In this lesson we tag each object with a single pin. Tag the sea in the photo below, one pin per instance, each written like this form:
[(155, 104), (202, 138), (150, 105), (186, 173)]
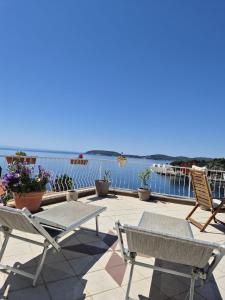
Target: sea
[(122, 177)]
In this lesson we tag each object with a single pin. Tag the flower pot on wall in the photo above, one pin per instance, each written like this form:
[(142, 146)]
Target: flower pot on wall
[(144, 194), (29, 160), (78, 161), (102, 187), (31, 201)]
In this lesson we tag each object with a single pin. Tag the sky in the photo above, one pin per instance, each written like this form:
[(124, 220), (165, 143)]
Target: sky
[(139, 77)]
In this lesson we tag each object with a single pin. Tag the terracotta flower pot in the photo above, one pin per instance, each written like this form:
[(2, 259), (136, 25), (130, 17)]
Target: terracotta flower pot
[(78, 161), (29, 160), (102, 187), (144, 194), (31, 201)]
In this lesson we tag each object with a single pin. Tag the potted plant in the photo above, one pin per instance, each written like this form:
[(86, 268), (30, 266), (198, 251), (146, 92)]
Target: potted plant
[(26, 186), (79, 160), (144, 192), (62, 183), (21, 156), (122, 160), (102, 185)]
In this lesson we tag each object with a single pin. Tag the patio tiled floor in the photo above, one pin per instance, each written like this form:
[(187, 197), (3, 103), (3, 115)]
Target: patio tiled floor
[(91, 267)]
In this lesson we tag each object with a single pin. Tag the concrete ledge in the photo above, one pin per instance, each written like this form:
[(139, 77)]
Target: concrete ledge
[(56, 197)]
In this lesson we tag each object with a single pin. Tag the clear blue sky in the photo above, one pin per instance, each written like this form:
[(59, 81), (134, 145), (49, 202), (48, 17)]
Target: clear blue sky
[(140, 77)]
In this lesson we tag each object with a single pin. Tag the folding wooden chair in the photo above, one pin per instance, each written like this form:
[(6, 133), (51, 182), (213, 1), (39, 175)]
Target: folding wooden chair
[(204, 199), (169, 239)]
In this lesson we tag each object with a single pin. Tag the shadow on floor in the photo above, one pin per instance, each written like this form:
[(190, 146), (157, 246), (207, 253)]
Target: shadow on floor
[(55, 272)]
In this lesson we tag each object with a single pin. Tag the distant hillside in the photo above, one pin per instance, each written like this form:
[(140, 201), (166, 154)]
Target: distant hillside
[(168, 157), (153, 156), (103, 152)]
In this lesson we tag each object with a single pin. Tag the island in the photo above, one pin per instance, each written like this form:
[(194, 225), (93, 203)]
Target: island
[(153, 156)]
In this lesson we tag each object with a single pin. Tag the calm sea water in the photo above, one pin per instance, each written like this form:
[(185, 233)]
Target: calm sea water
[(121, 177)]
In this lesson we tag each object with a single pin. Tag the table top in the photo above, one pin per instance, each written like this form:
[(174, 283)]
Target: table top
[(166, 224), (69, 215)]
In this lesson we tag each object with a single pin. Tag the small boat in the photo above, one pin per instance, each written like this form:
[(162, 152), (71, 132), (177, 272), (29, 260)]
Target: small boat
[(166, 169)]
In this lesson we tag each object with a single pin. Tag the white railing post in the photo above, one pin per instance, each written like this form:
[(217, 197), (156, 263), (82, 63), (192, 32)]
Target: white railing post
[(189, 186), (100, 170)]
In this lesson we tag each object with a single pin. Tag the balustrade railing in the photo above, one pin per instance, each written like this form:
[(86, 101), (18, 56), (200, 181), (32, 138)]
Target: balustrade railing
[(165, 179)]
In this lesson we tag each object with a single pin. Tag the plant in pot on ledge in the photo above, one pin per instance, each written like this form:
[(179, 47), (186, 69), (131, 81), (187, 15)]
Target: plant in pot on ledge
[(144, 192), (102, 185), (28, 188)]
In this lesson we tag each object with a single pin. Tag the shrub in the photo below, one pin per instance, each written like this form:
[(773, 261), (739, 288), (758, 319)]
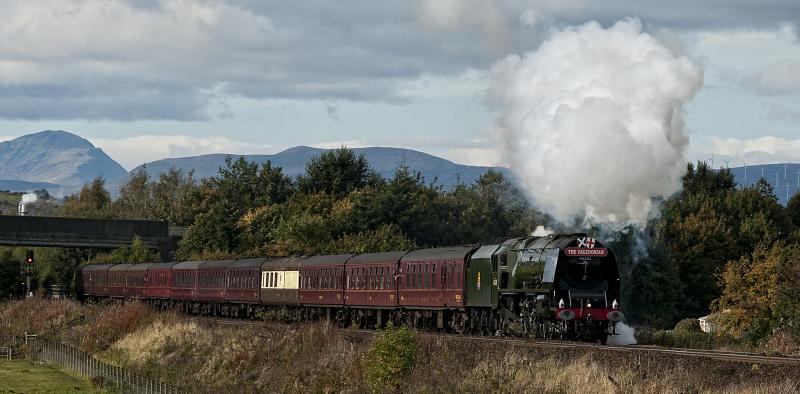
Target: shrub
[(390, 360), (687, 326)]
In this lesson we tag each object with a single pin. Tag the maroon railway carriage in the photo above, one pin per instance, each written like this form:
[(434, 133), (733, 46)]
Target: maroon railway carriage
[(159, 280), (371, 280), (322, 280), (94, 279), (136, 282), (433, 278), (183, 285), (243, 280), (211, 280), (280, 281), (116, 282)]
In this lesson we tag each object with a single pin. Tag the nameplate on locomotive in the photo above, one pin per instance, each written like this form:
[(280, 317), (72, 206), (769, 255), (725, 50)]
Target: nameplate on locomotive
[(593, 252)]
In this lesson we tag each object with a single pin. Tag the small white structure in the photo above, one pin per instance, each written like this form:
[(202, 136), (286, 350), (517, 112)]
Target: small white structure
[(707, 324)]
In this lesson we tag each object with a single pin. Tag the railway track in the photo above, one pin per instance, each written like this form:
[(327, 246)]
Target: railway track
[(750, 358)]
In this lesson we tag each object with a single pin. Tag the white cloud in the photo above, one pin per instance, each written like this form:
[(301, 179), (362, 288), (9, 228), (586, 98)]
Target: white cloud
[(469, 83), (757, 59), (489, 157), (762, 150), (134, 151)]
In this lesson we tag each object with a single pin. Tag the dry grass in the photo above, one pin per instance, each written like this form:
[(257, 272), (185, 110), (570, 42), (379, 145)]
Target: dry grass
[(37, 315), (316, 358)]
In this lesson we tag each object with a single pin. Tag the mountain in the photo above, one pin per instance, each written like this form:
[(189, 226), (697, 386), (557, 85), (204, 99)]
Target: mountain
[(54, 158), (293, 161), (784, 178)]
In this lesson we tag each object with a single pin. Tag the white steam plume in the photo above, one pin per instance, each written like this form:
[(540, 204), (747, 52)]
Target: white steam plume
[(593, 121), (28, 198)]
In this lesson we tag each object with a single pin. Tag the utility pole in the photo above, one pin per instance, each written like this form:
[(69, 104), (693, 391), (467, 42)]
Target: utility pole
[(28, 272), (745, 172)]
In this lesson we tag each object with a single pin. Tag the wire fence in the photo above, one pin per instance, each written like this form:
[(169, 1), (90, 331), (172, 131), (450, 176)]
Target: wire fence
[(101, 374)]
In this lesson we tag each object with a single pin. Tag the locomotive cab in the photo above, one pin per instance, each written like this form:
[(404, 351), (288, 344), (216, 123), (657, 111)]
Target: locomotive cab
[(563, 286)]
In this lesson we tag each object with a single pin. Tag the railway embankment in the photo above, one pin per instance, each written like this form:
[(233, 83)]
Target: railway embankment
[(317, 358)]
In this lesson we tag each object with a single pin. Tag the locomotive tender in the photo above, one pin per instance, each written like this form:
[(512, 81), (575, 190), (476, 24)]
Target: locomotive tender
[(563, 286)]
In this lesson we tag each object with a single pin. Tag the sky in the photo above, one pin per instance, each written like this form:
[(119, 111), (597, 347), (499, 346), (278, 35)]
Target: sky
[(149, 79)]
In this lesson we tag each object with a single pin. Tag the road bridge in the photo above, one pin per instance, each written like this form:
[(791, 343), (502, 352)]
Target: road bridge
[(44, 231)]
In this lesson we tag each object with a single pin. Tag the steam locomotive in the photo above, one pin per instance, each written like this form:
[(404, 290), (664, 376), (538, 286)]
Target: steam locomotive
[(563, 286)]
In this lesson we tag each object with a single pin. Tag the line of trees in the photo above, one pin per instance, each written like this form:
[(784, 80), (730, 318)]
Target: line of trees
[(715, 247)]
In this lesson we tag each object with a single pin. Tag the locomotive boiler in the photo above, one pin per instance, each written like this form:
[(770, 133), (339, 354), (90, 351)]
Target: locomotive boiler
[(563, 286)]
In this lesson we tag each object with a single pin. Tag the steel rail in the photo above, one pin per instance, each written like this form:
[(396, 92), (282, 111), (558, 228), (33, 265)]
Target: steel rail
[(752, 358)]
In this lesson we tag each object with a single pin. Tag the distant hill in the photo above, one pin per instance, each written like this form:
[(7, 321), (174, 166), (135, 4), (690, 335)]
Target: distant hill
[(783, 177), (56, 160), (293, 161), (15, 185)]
◆ ◆ ◆ ◆ ◆
When you reach the line in the material above that holds "Target: white cloud", begin reproducing lines exactly, and stop after the line that holds "Tag the wire".

YOUR SOLUTION:
Target: white cloud
[(469, 83), (757, 59), (489, 157), (762, 150), (134, 151)]
In this lesson we tag each object with a single pin. Tag the dry grass in the photo above, one pin per instance, each written like this form:
[(257, 272), (185, 110), (570, 42), (379, 145)]
Target: dry grass
[(37, 315), (316, 358)]
In this lesson we tag each object with a single pin. Tag the mountain in the photo above, one pin per instance, each written like this form:
[(189, 226), (697, 386), (557, 85), (204, 99)]
Target: mountain
[(54, 158), (293, 161), (784, 178)]
In this lesson we tag each object with a single pin. Tag the white steam plume in the photo above, one pin per instance, each written like this form:
[(540, 204), (747, 52)]
Target: white steam plume
[(593, 121), (28, 198)]
In this lesson we tag each object with a single pin. Tag the utility pole in the photo above, one pin per instance, each written like this form:
[(69, 104), (693, 391), (467, 42)]
Target: utility pole
[(28, 272), (745, 172)]
In this lesson we tag each object with a single pin. Tag the wire fence in the photo above, one pin per instance, each written like this form:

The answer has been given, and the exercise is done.